## Supplied passage
┄┄┄┄┄┄

A WARNING : Over 60 percent of this set is composed of the Classic Quartet's final - and highly prolific - sessions of February through September 1965. So if you just aren't into the post-LOVE SUPREME period, but you feel ready for a boxed set of Trane in which to "lose yourself," then you may want to go with the Pablo LIVE TRANE set (Euro concerts from 1961 to 1963)...Then, the Impulse discs : the deluxe edition of COLTRANE, LIVE AT BIRDLAND, CRESCENT and the latest transfer of A LOVE SUPREME. And if post-SUPREME Trane still scares you, then by all means, check out TRANSITION for perhaps the best and most lucid of the post-SUPREME works. (The February '65 tracks which made up the album immediatley following SUPREME - THE COLTRANE QUARTET PLAYS - are actually darker, more dense and harmonically "outside" than some of the work which came just afterwards.)

┄┄┄┄┄┄

## Actions to take
1. In the Coltrane box set review, what share of the set comes from the Classic Quartet's final sessions of February through September 1965?
2. Translate this sentence from the Coltrane box set review into Spanish: "And if post-SUPREME Trane still scares you, then by all means, check out TRANSITION for perhaps the best and most lucid of the post-SUPREME works."

## Material shown
┄┄┄┄┄┄

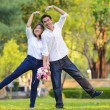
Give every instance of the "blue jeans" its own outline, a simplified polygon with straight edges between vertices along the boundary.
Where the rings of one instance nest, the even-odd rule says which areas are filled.
[[[92,85],[83,77],[82,73],[67,56],[58,61],[50,62],[50,70],[56,106],[63,106],[61,87],[62,70],[74,78],[90,96],[95,92]]]
[[[14,79],[21,76],[23,73],[28,70],[32,70],[32,83],[31,83],[31,93],[30,93],[30,107],[34,107],[36,96],[37,96],[37,87],[39,80],[36,78],[37,69],[42,66],[42,60],[37,60],[36,58],[28,55],[20,66],[9,76],[7,76],[1,83],[0,89],[12,82]]]

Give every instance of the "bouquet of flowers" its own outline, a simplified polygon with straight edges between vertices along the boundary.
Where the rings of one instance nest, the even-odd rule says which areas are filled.
[[[46,80],[50,76],[49,66],[40,67],[37,71],[37,79]]]

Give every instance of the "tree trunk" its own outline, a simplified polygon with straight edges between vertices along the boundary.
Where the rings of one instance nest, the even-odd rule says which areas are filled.
[[[96,26],[97,27],[97,26]],[[106,28],[102,26],[101,28],[96,28],[97,34],[97,51],[98,60],[96,62],[97,77],[96,78],[106,78]]]

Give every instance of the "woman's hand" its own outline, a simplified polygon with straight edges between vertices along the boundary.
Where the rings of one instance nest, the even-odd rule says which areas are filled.
[[[50,8],[54,8],[54,5],[46,7],[45,11],[49,10]]]
[[[33,12],[32,14],[33,14],[33,15],[34,15],[34,14],[40,14],[40,11],[35,11],[35,12]]]

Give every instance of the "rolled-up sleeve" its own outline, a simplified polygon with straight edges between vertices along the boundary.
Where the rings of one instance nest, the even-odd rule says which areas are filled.
[[[58,24],[58,26],[59,26],[60,28],[63,27],[67,16],[68,16],[67,13],[65,13],[65,14],[63,14],[63,15],[60,16],[59,21],[56,23],[56,24]]]
[[[28,39],[33,37],[33,33],[32,33],[31,27],[26,27],[26,36],[27,36]]]
[[[47,40],[46,40],[45,34],[42,34],[41,38],[42,38],[42,44],[43,44],[42,55],[48,56],[49,51],[48,51],[48,45],[47,45]]]

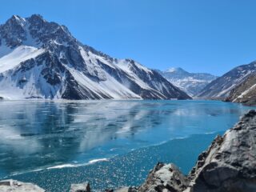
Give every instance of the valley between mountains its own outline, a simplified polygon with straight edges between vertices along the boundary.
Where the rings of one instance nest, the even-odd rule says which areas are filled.
[[[221,77],[149,69],[84,45],[41,15],[0,26],[2,99],[221,99],[256,102],[256,62]]]

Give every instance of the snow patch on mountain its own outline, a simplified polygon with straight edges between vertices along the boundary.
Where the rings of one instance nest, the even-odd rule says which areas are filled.
[[[155,70],[117,59],[34,14],[0,26],[0,97],[65,99],[189,99]]]
[[[18,46],[10,54],[0,58],[0,73],[10,70],[26,60],[35,58],[44,51],[44,49],[33,46]]]
[[[217,78],[206,73],[189,73],[180,67],[172,67],[165,71],[159,71],[159,73],[191,97],[195,96]]]

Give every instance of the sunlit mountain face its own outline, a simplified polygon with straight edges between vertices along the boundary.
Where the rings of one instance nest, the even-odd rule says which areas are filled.
[[[34,14],[0,26],[0,97],[6,99],[189,99],[155,70],[117,59]]]

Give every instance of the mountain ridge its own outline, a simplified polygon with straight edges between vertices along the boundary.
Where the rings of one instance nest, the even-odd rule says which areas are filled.
[[[156,71],[83,45],[38,14],[0,26],[0,88],[10,99],[190,98]]]
[[[164,71],[158,70],[158,72],[191,97],[195,96],[217,78],[208,73],[190,73],[181,67],[171,67]]]
[[[202,98],[222,98],[228,97],[230,91],[256,72],[256,61],[238,66],[208,84],[197,95]]]

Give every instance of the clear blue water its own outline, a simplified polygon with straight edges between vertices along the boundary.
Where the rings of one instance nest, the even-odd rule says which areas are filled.
[[[0,102],[0,178],[68,191],[138,185],[158,162],[187,174],[251,107],[216,101]]]

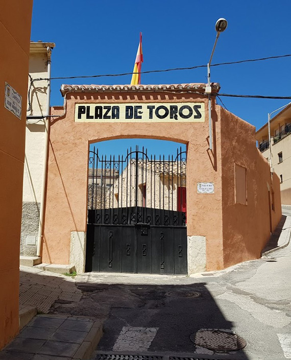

┄┄┄┄┄┄

## The responses
1. Over 60 percent

2. Y si el Trane posterior a SUPREME todavía te asusta, entonces, por supuesto, escucha TRANSITION, quizás la mejor y más lúcida de las obras posteriores a SUPREME.